* [SELECTED PASSAGE]
● ● ● ● ● ● ●

Skip to main content

My FCS Top 25, 10/17/2011

Below the flip, see my Top 25 for this week.

1: Georgia Southern Eagles
2: Northern Iowa Panthers
3: North Dakota State Bison
4: Wofford Terriers
5: Montana State Bobcats
6: Lehigh Mountain Hawks
7: Maine Black Bears
8: Sam Houston State Bearkats
9: Appalachian State Mountaineers
10: Montana Grizzlies
11: New Hampshire Wildcats
12: James Madison Dukes
13: Harvard Crimson
14: Jacksonville State Gamecocks
15: Indiana State Sycamores
16: Norfolk State Spartans
17: Towson Tigers
18: Delaware Fightin' Blue Hens
19: Liberty Flames
20: Alabama State Hornets
21: Albany Great Danes
22: North Dakota Fighting Sioux
23: Brown Bears
24: Holy Cross Crusaders
25: Jacksonville Dolphins

Three quick hits about my Top 25:

* Man, picking 18-25 was a very tough exercise.

4-2 Delaware at No. 18 wasn't as difficult a pick - I rate them lower than most people, not giving the Hens too much of respect for three wins over Old Dominion, Delaware State and D-II West Chester - and it was easy to put 3-3 Liberty at No. 19, after their 63-27 payback shellacking of Coastal Carolina this weekend, considering their losses were to FBS North Carolina State and two Top 15 teams in James Madison and Lehigh.

But 20-25 were real struggles.  To me, 3-3 Richmond and 4-3 William & Mary were out - the Tribe only beat one team with a winning record, while Richmond is 0-3 in conference play.  5-2 Old Dominion weren't in my Top 25 last week, and their 39-35 loss to Towson wasn't going to be where I start putting the Monarchs in.  4-2 Samford got that way without beating a ranked team - and padding their schedule with 1-5 Gardner-Webb and D-II Stillman.

Overall, my feeling is that while the top teams in the power conferences certainly deserve recognition (Maine, Towson, James Madison, Wofford), the mid-range teams in these divisions have really failed to impress me very much.  I mean, is beating 1-6 Villanova all that impressive just because they share a conference with Maine?  Personally, I'd rate a win over Harvard a lot more than that.

● ● ● ● ● ● ●

* [Location identification items]
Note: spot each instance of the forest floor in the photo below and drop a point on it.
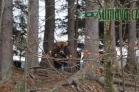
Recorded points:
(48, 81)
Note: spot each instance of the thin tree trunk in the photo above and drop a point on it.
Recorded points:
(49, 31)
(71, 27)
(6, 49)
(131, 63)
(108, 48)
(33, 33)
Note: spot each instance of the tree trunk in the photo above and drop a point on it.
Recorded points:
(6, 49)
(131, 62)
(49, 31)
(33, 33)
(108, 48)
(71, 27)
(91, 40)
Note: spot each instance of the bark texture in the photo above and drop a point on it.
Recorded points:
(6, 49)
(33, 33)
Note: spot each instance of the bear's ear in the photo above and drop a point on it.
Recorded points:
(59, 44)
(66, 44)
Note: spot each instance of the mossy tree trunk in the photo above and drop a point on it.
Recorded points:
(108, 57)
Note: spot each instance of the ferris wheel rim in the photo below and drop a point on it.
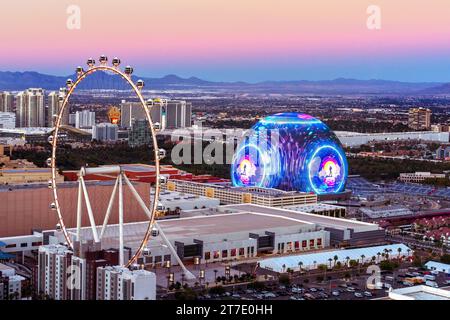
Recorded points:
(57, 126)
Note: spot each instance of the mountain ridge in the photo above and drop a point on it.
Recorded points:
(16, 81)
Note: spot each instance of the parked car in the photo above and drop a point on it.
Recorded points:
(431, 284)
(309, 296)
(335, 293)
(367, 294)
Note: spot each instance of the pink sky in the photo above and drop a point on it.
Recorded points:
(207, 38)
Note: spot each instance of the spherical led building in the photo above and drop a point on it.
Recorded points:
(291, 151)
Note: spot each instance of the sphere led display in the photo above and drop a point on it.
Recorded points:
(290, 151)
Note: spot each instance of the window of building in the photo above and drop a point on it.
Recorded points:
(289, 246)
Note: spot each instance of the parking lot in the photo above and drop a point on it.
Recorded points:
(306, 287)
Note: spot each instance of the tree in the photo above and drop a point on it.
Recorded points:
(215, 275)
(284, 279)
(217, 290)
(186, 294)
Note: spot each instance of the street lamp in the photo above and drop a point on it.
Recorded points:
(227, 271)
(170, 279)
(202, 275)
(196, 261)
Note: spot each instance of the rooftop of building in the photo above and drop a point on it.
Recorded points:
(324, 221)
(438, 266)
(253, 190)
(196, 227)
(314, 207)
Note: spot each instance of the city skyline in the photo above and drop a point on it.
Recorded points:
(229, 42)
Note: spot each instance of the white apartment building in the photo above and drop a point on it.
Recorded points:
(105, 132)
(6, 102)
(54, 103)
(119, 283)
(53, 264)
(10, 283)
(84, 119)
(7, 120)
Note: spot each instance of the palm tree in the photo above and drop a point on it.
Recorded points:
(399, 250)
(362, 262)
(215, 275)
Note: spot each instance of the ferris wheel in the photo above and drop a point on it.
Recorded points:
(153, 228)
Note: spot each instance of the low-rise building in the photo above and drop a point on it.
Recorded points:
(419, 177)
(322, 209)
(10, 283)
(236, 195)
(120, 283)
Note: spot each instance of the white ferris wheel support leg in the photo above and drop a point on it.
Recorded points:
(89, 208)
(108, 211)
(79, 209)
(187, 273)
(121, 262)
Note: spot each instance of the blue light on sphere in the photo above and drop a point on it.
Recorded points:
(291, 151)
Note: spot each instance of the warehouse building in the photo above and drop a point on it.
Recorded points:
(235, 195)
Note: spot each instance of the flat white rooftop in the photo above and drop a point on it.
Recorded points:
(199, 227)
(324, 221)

● ● ● ● ● ● ●

* [TASK INSTRUCTIONS]
• 1. Rewrite the FCS Top 25 post between "4-2 Delaware at" and "Madison and Lehigh.", inclusive, swapping "shellacking" for "rout".
• 2. In the FCS Top 25 post, do these statements agree with the text? (a) Harvard is ranked No. 13. (b) Richmond has not won a conference game. (c) Old Dominion was in the writer's Top 25 the previous week.
Those records aren't required here.

* [EXERCISE SOLUTIONS]
• 1.
4-2 Delaware at No. 18 wasn't as difficult a pick - I rate them lower than most people, not giving the Hens too much of respect for three wins over Old Dominion, Delaware State and D-II West Chester - and it was easy to put 3-3 Liberty at No. 19, after their 63-27 payback rout of Coastal Carolina this weekend, considering their losses were to FBS North Carolina State and two Top 15 teams in James Madison and Lehigh.

• 2.
(a) Yes: "13: Harvard Crimson"
(b) Yes: "Richmond is 0-3 in conference play"
(c) No: "5-2 Old Dominion weren't in my Top 25 last week"